> **Descrizione esercizio**: Trascrivi parola per parola il brano dell'intervista a Simone Rigalza compreso tra "Bogliasco. A cinquanta" e "Italia e Montenegro.", estremi inclusi.

> **Estratto della pagina**:

▬▬▬

Bogliasco. A cinquanta giorni dai campionati mondiali di Barcellona si torna là con i ricordi e le emozioni dell’unico italiano presente alla Picornell per la finale: Ungheria contro Montenegro e Simone Rigalza. Seduto sulla panchina, secondo di Ranko Perovic, genovese di Albaro, consulente della Rari Nantes Bogliasco, da anni si divide tra Italia e Montenegro.

Simone cominciamo dalla finale. “E’ quella che abbiamo visto tutti, la fine di un percorso, non abbiamo messo il sigillo, non abbiamo giocato come le partite precedenti ma può succedere, ci sta, non abbiamo espresso la nostra migliore pallanuoto ed è giusto perdere. E’ stato un cammino entusiasmante, il raccolto di due mesi di preparazione e questa è la più grande soddisfazione. I ragazzi hanno fatto ciò che dovevano fare, ci hanno messo un grande impegno, un grande cuore, si sono divertiti a giocare nelle situazioni difficili, è stato molto bello”.

Avete avuto coraggio, che sia per il rinnovo generazionale o per altro, vi siete presentati ai Mondiali di Barcellona con una formazione rivista e corretta. “Sono state fatte scelte forti ed importanti, a detta del mister doverose, ci siamo schierati tutti dalla sua parte, abbiamo creduto nel suo progetto, nella sua squadra fatta di giovani anche con poca esperienza, ed ecco i risultati”.

Il secondo posto, colpa e merito vostro. “Forse è meglio fare i complimenti all’Ungheria. Noi sappiamo cosa abbiamo sbagliato, e usciamo senza rammarichi. Il Montenegro è un paese di 500.000 abitanti ed arrivare a giocare una finale mondiale non è impresa da poco. Accettiamo la sconfitta ed è più giusto pensare che sia stato merito loro. Siamo convinti di poter fare meglio anche se siamo l’unica Nazionale, negli ultimi anni, ad essere arrivata tra World League, Europei, Mondiali, Olimpiadi, sempre in semifinale”.

Da quando Simone Rigalza è seduto su quella panchina? “Da quando c’è questo staff, io faccio parte di questo gruppo, unito, coach e atleti”.

Torniamo a questa finale, unico italiano alla Picornell ma quasi nullo il riscontro mediatico, eppure dovrebbe essere un orgoglio. “Non è mai stato menzionato il mio nome, dovrebbe essere un diritto di cronaca, bisognerebbe chiederlo ai giornalisti, non mi dispiace, chi mi deve vedere lo fa, ma in Italia evidentemente sono oscurato”.

▬▬▬

> **Dati forniti**:
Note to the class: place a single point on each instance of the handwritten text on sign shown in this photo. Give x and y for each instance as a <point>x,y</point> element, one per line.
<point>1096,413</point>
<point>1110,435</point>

▬▬▬

> **Risultato**:
Bogliasco. A cinquanta giorni dai campionati mondiali di Barcellona si torna là con i ricordi e le emozioni dell’unico italiano presente alla Picornell per la finale: Ungheria contro Montenegro e Simone Rigalza. Seduto sulla panchina, secondo di Ranko Perovic, genovese di Albaro, consulente della Rari Nantes Bogliasco, da anni si divide tra Italia e Montenegro.